**WORK TO BE COMPLETED:**
Express everything in the data from the line containing "Put a point on every instance of the gold" down to the line containing "x=189, y=157", both included, as a Markdown table with the columns Row and Line, leaving out blank lines.

Photo-based point labeling data

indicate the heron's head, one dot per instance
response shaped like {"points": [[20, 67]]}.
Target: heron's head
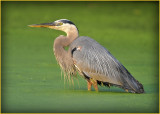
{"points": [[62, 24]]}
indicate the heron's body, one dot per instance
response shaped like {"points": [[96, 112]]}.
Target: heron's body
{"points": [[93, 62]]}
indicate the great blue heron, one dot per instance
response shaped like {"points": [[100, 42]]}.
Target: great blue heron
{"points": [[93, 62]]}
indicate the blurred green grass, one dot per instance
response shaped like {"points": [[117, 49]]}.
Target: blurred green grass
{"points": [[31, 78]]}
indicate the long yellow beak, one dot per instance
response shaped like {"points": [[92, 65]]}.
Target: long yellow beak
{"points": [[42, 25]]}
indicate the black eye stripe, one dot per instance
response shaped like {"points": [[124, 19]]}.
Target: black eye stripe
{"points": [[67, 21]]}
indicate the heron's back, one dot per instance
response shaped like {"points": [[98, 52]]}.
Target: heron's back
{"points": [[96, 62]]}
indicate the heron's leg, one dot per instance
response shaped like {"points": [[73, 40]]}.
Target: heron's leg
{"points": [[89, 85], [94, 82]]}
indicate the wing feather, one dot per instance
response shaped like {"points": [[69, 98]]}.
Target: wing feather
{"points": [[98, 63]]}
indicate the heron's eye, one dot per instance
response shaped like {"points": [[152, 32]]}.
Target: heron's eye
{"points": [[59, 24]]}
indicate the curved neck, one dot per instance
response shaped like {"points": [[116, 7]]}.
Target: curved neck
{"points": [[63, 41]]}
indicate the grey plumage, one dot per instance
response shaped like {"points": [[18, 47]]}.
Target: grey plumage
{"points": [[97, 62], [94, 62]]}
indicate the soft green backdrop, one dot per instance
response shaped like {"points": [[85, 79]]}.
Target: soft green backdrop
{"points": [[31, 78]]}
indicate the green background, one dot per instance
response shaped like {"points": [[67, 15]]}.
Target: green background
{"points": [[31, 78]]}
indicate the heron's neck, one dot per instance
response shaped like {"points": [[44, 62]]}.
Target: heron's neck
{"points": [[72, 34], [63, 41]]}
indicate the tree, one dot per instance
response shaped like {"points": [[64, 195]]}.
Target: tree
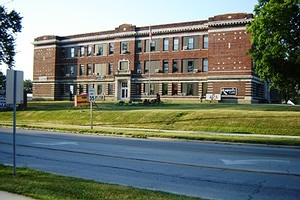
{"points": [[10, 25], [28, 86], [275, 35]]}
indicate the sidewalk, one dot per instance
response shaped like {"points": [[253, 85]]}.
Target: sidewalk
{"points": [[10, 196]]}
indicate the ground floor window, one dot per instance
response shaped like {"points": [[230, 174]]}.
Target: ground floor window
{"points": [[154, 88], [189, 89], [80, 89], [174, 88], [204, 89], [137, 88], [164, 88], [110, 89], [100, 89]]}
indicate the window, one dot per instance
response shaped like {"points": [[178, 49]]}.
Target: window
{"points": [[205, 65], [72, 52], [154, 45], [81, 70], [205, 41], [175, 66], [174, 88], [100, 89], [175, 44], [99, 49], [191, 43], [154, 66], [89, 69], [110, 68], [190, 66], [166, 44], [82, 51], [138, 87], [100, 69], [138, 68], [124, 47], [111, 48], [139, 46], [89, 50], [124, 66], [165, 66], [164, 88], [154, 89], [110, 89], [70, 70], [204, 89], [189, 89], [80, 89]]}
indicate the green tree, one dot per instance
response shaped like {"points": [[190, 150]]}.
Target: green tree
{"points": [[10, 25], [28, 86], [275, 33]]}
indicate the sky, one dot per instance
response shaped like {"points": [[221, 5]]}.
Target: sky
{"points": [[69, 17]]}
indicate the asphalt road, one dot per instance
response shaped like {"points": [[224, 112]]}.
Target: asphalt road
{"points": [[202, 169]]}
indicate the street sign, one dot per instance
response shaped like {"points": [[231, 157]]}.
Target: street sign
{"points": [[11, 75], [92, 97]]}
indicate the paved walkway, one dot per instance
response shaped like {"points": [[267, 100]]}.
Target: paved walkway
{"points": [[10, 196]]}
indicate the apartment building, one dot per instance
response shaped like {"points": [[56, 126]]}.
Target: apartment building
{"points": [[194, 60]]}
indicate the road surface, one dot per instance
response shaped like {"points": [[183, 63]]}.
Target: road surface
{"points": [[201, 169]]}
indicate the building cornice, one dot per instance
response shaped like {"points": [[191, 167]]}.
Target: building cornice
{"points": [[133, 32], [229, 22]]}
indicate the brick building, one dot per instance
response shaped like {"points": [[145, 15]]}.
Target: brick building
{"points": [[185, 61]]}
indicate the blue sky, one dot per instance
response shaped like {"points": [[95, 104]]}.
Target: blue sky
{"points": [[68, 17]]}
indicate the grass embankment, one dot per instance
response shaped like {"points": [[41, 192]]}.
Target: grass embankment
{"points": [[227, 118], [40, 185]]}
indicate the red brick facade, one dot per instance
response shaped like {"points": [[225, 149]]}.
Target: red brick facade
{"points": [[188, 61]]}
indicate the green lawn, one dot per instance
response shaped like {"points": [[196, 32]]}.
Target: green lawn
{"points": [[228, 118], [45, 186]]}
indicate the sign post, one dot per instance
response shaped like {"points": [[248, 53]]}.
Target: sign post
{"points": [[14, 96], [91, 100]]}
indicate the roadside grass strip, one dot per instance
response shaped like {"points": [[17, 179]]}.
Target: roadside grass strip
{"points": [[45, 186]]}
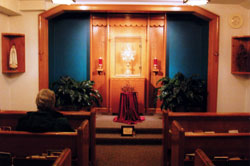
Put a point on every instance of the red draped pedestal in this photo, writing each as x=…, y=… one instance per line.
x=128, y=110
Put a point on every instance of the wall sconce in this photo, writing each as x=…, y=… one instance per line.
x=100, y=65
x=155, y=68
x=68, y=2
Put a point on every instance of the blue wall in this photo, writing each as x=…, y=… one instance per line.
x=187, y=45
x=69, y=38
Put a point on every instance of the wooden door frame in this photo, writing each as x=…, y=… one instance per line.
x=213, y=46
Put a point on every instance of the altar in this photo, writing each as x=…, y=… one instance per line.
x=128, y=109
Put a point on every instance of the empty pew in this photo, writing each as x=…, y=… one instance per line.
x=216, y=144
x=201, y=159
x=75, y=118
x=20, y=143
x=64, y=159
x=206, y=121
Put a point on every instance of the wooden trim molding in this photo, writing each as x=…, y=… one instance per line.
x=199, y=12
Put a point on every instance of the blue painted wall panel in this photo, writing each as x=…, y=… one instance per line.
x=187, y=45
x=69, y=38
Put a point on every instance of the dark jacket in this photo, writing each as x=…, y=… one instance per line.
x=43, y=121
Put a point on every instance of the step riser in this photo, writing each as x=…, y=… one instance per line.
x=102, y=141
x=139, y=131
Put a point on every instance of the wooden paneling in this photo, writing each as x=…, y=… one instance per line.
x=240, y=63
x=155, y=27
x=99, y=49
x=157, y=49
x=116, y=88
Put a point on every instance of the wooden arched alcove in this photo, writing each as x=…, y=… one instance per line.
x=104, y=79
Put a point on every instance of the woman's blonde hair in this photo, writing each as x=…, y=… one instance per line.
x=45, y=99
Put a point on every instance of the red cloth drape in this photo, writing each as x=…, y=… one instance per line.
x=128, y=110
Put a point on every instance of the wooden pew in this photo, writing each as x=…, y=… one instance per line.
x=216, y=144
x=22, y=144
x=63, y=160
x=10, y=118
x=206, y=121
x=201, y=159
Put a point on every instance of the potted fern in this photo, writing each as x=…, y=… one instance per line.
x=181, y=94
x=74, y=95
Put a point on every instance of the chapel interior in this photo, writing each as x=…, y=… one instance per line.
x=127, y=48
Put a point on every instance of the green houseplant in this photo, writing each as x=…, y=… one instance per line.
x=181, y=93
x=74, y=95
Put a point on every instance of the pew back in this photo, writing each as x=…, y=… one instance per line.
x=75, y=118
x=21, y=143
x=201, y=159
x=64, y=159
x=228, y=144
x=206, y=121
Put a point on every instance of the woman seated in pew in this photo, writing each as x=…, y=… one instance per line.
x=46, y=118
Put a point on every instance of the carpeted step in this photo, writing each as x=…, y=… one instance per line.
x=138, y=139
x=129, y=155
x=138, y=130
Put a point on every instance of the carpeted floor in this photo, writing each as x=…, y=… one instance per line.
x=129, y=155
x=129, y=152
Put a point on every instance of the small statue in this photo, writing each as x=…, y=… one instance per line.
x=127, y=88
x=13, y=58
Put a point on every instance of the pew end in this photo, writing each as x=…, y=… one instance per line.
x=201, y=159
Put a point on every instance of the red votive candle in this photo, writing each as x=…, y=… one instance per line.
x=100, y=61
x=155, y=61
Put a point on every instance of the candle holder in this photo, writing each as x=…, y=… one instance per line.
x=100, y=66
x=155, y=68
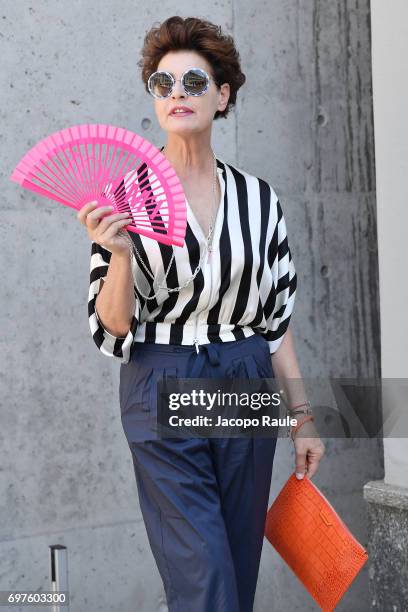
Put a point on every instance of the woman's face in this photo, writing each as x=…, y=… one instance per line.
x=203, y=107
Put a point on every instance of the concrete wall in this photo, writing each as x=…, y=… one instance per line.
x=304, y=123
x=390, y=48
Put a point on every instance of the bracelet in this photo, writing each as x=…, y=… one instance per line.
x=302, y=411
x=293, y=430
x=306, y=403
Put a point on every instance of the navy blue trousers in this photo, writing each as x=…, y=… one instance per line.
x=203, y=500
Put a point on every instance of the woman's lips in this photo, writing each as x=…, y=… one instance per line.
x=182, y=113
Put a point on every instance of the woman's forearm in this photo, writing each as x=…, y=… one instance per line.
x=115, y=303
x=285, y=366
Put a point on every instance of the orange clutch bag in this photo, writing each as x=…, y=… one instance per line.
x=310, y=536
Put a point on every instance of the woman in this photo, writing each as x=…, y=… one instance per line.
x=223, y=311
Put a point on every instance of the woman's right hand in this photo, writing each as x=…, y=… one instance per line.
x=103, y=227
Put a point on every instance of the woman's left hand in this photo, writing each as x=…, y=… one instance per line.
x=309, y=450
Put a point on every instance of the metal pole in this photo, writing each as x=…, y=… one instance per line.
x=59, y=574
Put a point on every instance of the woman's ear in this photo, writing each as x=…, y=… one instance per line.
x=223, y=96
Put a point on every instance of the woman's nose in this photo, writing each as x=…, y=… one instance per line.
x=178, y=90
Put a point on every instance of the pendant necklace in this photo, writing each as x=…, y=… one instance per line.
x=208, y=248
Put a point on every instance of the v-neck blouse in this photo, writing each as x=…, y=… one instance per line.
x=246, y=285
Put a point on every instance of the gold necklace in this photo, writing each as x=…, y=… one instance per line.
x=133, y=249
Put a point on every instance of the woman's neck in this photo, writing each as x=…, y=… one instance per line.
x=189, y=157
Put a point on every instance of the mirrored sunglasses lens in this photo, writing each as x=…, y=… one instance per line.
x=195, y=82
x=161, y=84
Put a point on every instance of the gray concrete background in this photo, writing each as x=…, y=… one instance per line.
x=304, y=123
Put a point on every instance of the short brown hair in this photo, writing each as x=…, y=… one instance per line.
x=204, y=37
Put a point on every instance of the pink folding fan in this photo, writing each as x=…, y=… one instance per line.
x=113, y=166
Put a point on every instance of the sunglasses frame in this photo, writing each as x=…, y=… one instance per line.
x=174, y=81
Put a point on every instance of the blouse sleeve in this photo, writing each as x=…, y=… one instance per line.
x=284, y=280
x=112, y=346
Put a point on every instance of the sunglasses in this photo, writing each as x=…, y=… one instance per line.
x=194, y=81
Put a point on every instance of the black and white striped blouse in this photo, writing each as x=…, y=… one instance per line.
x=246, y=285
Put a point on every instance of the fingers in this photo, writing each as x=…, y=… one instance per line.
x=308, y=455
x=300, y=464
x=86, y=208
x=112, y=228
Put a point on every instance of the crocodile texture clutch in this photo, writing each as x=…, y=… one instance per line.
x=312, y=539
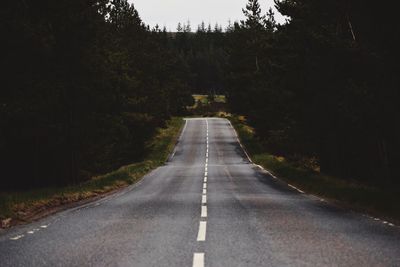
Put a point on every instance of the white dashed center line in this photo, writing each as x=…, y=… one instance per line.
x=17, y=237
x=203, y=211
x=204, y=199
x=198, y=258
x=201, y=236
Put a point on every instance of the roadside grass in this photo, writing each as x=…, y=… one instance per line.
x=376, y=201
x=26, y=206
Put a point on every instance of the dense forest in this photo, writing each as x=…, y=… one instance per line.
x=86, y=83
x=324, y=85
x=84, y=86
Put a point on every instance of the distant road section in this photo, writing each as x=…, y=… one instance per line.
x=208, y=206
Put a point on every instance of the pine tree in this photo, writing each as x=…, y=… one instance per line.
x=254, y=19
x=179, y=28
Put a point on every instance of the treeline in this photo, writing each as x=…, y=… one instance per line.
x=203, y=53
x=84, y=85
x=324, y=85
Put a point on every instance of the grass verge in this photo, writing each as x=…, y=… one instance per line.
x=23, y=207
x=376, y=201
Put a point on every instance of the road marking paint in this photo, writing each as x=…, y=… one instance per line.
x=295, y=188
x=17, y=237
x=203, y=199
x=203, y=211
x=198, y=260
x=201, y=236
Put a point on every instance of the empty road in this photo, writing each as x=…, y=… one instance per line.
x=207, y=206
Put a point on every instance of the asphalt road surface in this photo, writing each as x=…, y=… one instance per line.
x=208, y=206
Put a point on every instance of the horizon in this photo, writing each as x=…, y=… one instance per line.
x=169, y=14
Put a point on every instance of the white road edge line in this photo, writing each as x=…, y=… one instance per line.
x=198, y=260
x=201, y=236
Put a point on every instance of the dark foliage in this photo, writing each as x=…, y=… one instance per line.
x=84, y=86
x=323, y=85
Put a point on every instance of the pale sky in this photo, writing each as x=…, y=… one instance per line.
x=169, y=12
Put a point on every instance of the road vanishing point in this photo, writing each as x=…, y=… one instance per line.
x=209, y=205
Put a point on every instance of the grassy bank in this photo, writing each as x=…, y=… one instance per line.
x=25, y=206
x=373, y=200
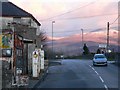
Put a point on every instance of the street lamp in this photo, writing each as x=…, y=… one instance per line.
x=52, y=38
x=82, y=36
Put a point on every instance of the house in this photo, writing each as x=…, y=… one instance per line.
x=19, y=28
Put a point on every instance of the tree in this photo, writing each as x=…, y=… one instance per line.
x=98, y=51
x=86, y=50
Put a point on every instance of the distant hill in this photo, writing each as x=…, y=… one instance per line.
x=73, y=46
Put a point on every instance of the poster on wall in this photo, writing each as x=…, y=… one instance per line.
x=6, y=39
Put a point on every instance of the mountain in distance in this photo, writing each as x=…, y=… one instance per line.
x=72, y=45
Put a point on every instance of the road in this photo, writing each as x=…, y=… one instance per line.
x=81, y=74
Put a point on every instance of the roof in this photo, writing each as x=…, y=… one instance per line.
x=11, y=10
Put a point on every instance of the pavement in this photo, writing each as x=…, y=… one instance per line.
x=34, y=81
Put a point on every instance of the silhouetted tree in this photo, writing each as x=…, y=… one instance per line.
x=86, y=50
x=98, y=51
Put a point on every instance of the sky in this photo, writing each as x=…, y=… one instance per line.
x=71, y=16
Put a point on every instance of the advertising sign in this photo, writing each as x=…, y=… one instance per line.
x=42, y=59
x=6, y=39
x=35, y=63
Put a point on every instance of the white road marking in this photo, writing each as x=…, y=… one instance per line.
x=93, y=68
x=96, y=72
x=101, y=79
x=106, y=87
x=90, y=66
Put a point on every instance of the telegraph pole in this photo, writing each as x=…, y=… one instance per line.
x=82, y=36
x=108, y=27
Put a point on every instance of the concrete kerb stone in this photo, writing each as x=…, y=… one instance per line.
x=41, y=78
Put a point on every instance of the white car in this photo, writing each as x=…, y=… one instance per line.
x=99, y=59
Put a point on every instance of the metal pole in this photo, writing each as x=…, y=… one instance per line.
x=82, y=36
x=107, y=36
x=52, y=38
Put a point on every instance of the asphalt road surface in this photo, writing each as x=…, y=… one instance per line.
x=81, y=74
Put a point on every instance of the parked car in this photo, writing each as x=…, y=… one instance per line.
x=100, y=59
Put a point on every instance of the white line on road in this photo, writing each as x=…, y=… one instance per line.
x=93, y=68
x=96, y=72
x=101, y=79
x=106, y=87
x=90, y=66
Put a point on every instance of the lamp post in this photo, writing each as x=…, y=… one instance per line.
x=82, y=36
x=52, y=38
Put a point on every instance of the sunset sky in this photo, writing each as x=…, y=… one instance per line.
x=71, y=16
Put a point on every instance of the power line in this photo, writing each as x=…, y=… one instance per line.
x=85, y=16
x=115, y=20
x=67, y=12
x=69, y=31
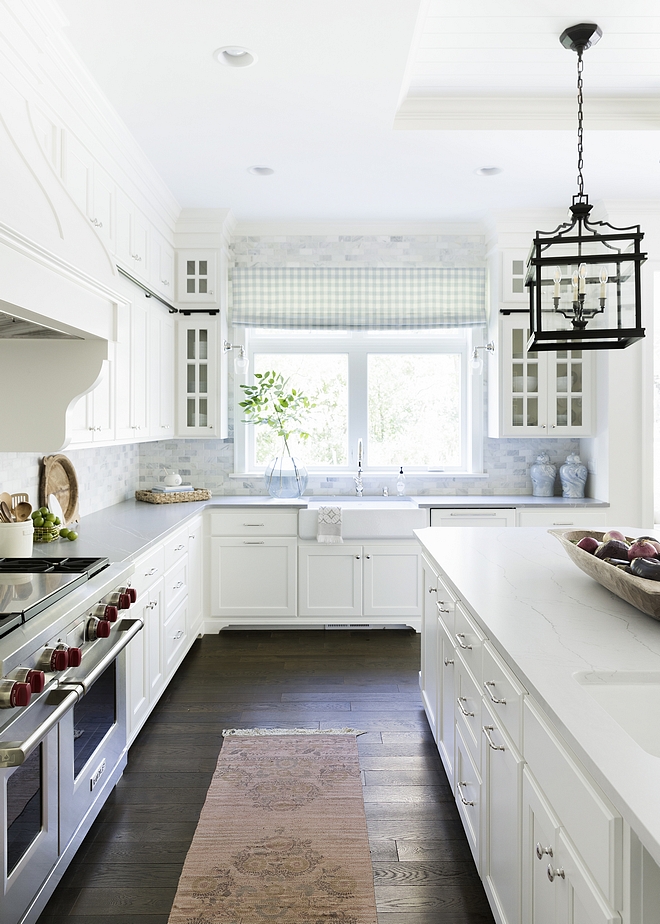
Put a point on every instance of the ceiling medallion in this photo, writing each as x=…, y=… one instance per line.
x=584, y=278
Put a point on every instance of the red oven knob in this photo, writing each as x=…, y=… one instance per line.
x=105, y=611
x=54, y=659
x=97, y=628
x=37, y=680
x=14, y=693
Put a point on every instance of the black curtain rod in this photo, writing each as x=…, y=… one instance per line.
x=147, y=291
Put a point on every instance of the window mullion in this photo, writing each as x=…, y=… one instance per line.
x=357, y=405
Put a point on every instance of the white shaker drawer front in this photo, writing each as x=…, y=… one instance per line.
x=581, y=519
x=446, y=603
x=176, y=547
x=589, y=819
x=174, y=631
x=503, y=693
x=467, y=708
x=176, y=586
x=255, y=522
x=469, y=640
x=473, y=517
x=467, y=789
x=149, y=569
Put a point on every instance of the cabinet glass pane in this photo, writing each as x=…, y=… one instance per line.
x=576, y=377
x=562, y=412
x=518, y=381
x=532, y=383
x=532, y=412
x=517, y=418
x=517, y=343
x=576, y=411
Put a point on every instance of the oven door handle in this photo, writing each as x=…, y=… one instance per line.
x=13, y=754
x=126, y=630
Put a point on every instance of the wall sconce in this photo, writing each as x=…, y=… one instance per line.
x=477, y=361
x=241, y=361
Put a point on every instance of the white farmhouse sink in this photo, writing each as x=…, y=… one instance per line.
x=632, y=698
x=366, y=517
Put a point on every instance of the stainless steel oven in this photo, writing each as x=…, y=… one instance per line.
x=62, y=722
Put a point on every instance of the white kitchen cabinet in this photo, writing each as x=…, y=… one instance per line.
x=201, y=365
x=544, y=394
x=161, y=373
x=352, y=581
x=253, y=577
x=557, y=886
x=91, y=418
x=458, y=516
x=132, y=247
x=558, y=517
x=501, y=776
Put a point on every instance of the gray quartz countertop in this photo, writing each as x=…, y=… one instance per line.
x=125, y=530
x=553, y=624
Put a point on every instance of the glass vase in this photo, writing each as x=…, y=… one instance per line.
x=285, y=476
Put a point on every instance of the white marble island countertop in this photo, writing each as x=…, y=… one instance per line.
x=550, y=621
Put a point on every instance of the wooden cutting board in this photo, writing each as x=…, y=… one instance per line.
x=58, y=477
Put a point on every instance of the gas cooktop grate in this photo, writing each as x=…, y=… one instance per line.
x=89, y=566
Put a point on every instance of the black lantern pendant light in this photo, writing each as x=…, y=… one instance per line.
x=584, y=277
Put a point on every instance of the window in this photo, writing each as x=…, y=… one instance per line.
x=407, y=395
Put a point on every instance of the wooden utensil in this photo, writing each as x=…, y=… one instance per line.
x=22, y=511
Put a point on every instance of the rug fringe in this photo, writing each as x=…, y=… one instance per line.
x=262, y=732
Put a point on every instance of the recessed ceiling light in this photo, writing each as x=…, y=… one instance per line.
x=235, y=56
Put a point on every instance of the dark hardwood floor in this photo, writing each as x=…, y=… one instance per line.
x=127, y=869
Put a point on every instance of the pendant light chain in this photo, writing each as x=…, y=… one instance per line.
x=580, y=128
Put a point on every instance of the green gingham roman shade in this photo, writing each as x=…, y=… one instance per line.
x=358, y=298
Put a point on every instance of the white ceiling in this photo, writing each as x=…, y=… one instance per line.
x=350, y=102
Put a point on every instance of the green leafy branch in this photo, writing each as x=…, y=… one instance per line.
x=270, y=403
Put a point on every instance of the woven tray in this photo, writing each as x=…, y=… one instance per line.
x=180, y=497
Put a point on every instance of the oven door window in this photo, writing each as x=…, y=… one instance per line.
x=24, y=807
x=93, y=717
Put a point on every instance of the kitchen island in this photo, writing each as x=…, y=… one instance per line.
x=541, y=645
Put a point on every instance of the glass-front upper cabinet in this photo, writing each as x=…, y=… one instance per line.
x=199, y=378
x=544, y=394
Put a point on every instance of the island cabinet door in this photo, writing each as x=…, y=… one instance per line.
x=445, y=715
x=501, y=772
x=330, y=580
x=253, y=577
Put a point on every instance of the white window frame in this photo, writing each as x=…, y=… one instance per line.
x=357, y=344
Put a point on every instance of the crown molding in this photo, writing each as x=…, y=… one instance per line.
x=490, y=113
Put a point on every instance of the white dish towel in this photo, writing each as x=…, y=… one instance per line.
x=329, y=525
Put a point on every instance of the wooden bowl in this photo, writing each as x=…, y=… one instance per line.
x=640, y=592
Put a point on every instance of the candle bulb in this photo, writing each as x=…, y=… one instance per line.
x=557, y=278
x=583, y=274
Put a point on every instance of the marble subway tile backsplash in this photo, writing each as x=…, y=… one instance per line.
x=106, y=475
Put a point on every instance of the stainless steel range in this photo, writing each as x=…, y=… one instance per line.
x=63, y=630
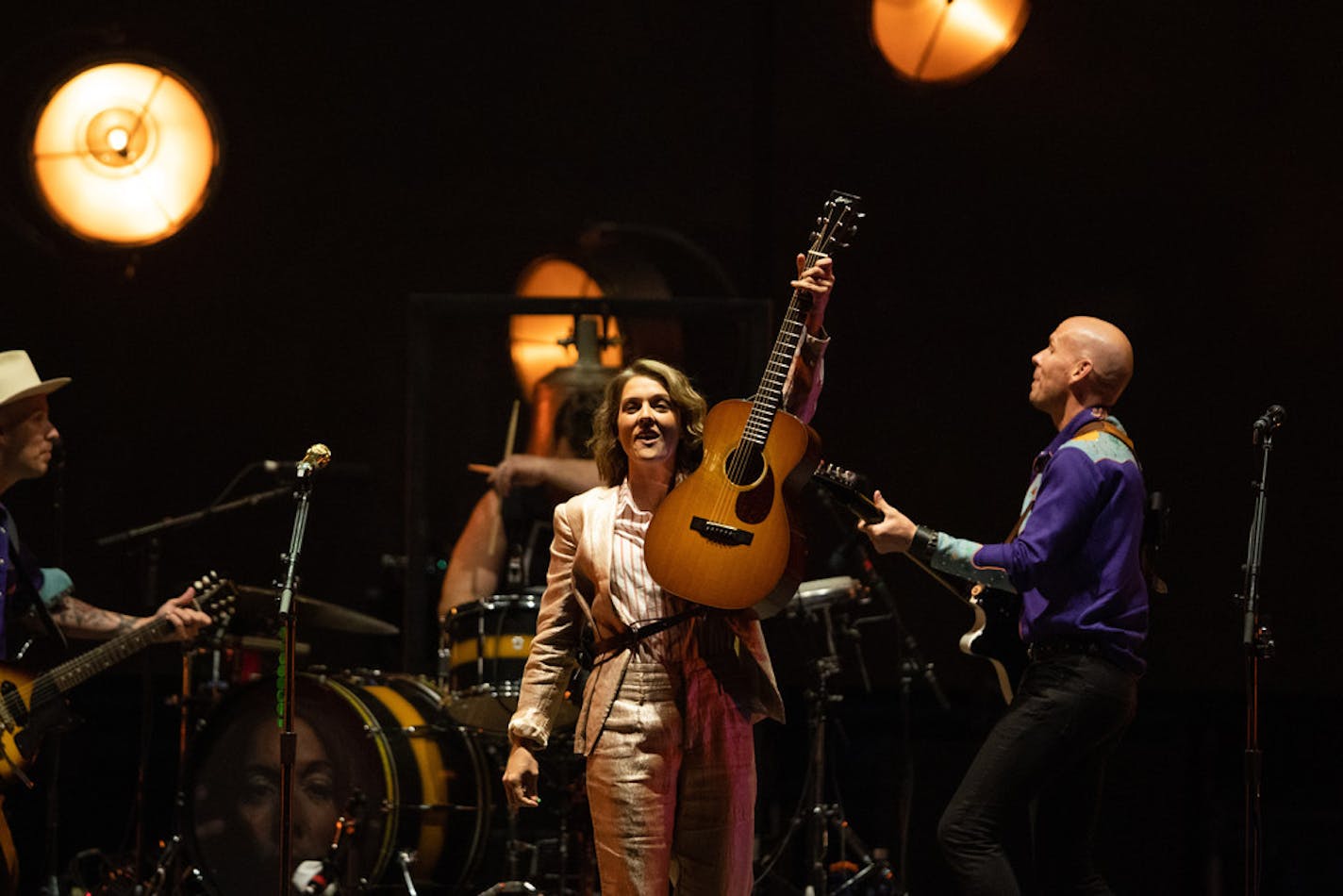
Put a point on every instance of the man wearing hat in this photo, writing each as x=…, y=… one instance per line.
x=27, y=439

**FINAL ANSWER:**
| Row | Line |
|---|---|
| 1 | Put a point on every instance of the gold necklace in this photo, writing each as x=…, y=… one instance per line. |
| 2 | x=133, y=249 |
| 3 | Put a point on every instance of the woman's neck in this photo, writing each as x=…, y=… one instance per line. |
| 4 | x=189, y=157 |